Texte extrait
⟨
Après avoir reçu sa médaille des mains de l’adjudant Stéphane Legault, c’est en tant que président régional du regroupement Vétérans NU-OTAN que M. Fortin a remis le même honneur à Stéphane Charbonneau, ancien sergent pour la police militaire.

Un respect à géométrie variable?
Le commentateur sportif Rodger Brulotte était sur place pour rendre hommage aux deux médaillés. La cause des vétérans le touche de près, son père – qui ne voulait jamais en parler, dit-il – a fait la Deuxième Guerre mondiale. Son grand-père était sur le champ de bataille lors de la première.

« On fait des héros avec des joueurs sportifs, s’exclame-t-il.  Ça me frustre d’entendre une équipe professionnelle de sport dire qu’elle s’en va à la guerre. Ils ne savent pas c’est quoi, la guerre. Je trouve que c’est un manque de respect pour nos soldats. »
⟩
Items extraits
⟨
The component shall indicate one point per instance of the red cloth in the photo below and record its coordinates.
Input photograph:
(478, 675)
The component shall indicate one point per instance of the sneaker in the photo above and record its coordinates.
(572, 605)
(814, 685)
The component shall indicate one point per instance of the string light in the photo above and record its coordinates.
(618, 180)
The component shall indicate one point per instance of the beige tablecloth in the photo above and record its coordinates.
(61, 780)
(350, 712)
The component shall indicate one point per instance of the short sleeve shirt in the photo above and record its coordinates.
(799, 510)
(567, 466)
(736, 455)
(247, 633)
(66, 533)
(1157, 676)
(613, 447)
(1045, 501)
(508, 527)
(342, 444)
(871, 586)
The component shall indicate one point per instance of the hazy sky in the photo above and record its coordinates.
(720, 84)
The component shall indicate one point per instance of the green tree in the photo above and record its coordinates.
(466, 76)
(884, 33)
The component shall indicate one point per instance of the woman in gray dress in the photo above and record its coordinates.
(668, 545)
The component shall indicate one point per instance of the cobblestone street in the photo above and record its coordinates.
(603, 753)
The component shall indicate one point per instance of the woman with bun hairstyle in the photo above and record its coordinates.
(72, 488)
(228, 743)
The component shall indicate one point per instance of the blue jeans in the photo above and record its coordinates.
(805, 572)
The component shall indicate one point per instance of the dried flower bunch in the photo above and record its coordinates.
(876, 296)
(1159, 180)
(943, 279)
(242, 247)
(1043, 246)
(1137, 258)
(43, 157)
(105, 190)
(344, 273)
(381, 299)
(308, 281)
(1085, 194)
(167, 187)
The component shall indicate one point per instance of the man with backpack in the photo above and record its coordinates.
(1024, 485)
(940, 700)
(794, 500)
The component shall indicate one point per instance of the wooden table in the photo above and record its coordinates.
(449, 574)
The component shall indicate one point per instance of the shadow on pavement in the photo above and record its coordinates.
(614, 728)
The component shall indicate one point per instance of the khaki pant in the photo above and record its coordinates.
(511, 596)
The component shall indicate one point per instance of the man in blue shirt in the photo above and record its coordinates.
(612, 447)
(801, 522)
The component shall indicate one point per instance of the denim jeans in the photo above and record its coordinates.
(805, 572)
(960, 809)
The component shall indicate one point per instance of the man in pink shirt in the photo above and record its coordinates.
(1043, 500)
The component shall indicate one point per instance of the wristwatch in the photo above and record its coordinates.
⟩
À faire
Pouvez-vous transcrire fidèlement le passage du texte extrait qui va de « Après avoir reçu » jusqu'à « la police militaire. » inclus ? Les items n'interviennent en rien ici.

Réponse
Après avoir reçu sa médaille des mains de l’adjudant Stéphane Legault, c’est en tant que président régional du regroupement Vétérans NU-OTAN que M. Fortin a remis le même honneur à Stéphane Charbonneau, ancien sergent pour la police militaire.